--- Start of DOCUMENT ---

Environmental auditing is a key feature in both the RU and Unisa programmes. At RU students are given resource-based learning packs to support environmental auditing, and Unisa provides similar details in their course materials. These packs contain guidelines on the auditing design and process, and a number of different examples of audits and audit reports are included for discussion and analysis. Students are tasked with designing and conducting an audit that will enable them to investigate a particular environmental issue or risk in their school and/or community.
State of environment reporting
In one of the early RU modules students are introduced to the DPSIR (Driving forces, Pressures, State of Environment, Impact and Response) system for State of Environment reporting (Department of Environment Affairs and Tourism, 2006). As one of their on-course tasks they are expected to use the DPSIR system to construct a State of Environment Report for Grahamstown. This activity helps students understand and apply the process of contextualisation and inform their future on-course tasks and assignments.
At Unisa, students are introduced to State of the Environment reporting by first reflecting on how their reporting on the state of environment is linked to their values, attitudes and assumptions about the environment and its issues. Next, students report on their own communities be it their home, school or broader community on the condition of their environment and its resources, environmental changes and the impacts of environmental changes and actions taken to address environmental risks and issues. This is achieved through students conducting interviews, surveys and environmental auditing. These activities generally provide the framework from which subsequent activities, projects and assignments are undertaken and have led to students initiating full-scale community projects dealing with environmental issues.

--- End of DOCUMENT ---
--- Start of INFORMATION GIVEN ---

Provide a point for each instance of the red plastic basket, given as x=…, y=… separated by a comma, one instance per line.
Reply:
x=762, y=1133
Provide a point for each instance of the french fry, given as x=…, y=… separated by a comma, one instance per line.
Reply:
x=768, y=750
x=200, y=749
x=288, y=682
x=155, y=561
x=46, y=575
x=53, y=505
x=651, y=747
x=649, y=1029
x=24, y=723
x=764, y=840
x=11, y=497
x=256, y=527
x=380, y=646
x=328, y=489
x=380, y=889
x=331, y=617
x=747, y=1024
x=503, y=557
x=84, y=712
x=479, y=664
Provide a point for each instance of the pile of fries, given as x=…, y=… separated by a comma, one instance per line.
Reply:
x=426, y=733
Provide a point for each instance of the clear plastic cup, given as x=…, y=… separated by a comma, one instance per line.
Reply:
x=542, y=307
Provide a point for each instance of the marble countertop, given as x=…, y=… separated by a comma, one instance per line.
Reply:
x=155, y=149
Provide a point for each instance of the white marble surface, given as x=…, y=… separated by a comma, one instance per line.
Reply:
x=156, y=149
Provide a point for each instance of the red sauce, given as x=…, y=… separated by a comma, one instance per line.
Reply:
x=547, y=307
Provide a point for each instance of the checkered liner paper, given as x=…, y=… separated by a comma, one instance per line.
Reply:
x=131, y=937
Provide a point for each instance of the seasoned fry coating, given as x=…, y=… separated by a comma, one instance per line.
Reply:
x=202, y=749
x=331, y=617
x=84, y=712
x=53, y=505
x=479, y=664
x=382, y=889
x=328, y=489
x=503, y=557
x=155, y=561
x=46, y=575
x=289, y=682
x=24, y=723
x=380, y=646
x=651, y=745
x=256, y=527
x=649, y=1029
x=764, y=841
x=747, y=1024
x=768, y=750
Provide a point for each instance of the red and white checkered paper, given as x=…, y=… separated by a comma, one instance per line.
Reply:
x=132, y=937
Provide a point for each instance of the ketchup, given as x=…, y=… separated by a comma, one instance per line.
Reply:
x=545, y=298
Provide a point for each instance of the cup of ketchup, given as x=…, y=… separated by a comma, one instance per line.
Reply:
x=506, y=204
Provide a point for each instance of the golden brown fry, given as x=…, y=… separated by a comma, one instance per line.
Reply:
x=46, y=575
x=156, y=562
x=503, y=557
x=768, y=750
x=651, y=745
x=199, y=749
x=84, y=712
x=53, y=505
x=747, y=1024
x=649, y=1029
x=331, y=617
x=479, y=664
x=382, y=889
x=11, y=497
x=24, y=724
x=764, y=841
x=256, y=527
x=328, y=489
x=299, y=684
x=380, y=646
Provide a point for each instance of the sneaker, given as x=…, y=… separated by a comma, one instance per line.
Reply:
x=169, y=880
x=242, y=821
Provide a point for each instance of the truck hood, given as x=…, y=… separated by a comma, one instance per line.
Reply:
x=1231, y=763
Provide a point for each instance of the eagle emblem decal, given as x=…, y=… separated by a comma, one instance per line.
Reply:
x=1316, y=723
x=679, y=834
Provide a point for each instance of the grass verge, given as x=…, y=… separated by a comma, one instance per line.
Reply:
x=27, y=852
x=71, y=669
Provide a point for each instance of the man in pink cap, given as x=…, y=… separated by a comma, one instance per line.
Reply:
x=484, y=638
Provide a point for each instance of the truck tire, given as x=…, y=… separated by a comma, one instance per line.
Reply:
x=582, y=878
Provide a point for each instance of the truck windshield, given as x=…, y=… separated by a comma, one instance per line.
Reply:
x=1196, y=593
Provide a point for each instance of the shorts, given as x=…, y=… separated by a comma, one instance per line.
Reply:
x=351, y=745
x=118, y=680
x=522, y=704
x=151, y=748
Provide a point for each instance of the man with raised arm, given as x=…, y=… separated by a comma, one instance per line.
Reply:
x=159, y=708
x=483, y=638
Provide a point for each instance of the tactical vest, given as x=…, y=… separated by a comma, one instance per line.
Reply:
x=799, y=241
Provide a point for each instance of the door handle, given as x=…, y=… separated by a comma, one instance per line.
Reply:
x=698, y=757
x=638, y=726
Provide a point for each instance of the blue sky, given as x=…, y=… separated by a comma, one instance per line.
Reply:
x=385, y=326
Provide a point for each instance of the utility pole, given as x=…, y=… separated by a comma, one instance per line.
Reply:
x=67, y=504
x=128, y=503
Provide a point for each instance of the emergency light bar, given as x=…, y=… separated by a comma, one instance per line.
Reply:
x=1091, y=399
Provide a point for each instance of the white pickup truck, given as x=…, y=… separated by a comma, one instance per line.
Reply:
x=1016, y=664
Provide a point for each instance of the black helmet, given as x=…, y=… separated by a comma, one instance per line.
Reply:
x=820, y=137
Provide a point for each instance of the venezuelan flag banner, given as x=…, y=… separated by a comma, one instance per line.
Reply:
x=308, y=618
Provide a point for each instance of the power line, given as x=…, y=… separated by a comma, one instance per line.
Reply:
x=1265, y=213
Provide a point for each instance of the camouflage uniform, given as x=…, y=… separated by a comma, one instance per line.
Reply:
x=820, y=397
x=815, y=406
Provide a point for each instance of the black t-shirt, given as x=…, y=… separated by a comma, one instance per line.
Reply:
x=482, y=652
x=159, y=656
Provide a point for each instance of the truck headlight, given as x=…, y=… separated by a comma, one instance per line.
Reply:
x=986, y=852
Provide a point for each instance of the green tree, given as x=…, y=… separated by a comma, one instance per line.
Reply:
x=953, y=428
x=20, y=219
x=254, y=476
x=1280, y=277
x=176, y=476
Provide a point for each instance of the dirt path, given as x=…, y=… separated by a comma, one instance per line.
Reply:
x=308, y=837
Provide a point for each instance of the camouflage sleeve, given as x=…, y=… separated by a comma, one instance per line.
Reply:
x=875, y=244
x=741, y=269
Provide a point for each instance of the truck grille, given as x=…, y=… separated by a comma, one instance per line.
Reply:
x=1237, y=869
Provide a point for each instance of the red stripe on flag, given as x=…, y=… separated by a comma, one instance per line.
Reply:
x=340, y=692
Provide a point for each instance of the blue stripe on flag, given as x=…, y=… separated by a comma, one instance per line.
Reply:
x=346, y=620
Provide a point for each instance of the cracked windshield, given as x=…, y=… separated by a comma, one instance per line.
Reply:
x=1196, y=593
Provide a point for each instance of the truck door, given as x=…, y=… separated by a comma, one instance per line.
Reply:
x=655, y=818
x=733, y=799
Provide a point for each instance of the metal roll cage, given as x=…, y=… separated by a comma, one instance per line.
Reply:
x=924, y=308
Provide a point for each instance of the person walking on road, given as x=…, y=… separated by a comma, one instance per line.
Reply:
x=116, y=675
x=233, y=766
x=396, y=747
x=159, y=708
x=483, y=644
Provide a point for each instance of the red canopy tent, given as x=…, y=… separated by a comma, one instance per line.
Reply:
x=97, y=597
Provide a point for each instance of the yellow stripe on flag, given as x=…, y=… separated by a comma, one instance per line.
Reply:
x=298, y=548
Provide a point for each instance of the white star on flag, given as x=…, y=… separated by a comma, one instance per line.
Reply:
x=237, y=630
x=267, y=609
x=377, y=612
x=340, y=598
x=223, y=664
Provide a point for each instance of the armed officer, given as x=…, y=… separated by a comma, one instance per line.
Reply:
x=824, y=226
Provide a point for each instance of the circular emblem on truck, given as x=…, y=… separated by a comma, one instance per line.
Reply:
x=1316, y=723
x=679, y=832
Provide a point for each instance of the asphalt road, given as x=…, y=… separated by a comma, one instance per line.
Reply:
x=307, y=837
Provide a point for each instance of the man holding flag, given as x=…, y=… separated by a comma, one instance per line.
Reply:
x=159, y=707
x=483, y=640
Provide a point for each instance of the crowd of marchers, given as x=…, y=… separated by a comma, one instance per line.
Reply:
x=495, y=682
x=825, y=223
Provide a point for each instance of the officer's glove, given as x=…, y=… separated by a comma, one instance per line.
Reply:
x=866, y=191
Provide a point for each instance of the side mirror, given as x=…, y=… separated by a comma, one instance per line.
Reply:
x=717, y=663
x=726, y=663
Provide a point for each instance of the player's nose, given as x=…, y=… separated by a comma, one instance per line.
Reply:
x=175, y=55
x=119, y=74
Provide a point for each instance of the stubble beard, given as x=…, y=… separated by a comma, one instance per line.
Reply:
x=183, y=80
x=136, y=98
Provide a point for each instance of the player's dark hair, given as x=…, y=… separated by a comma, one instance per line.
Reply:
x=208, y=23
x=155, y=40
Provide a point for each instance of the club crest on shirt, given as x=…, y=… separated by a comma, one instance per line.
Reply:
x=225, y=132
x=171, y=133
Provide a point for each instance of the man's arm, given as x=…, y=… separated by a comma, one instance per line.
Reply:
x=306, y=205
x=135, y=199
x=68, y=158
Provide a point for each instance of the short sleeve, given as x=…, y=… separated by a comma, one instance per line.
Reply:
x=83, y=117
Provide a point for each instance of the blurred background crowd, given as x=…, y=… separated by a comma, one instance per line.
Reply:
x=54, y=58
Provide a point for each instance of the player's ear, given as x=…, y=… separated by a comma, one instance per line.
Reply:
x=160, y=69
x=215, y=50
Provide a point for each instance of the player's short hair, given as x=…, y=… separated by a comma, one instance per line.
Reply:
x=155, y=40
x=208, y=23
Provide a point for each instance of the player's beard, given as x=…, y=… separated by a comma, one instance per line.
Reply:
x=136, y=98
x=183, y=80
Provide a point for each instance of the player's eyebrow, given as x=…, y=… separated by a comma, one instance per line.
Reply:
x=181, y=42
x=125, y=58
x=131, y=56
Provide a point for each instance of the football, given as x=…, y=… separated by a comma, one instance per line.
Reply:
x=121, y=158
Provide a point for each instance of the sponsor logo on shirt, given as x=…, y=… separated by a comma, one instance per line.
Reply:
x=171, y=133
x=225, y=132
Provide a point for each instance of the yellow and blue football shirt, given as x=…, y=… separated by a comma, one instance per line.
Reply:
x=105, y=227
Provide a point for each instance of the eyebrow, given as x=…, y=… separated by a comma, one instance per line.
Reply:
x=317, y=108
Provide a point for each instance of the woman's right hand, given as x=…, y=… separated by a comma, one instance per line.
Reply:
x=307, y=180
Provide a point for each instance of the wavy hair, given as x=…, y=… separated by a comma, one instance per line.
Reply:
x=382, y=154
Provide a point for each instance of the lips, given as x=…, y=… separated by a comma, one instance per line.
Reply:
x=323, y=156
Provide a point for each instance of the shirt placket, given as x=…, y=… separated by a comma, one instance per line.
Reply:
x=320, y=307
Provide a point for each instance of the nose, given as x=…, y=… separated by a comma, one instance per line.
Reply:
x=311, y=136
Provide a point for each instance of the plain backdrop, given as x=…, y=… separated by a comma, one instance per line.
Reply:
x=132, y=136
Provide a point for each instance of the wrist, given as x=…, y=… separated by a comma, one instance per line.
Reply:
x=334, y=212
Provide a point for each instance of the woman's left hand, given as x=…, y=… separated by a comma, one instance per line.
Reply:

--- End of INFORMATION GIVEN ---

_OBJECTIVES_
**1)** Using the text about the RU and Unisa programmes, answer:
(a) What do the RU learning packs contain?
(b) For which town do RU students construct a State of Environment Report?
(c) Through which three activities do Unisa students report on their communities?
**2)** Return the passage of the text about the RU and Unisa programmes from "At Unisa, students" to "with environmental issues.", copied word for word.
Rely only on the text about the RU and Unisa programmes, not on the entries.

_TASK SOLUTIONS_
**1)**
(a) Guidelines on the auditing design and process, plus a number of different examples of audits and audit reports for discussion and analysis.
(b) Grahamstown.
(c) Interviews, surveys and environmental auditing.

**2)**
At Unisa, students are introduced to State of the Environment reporting by first reflecting on how their reporting on the state of environment is linked to their values, attitudes and assumptions about the environment and its issues. Next, students report on their own communities be it their home, school or broader community on the condition of their environment and its resources, environmental changes and the impacts of environmental changes and actions taken to address environmental risks and issues. This is achieved through students conducting interviews, surveys and environmental auditing. These activities generally provide the framework from which subsequent activities, projects and assignments are undertaken and have led to students initiating full-scale community projects dealing with environmental issues.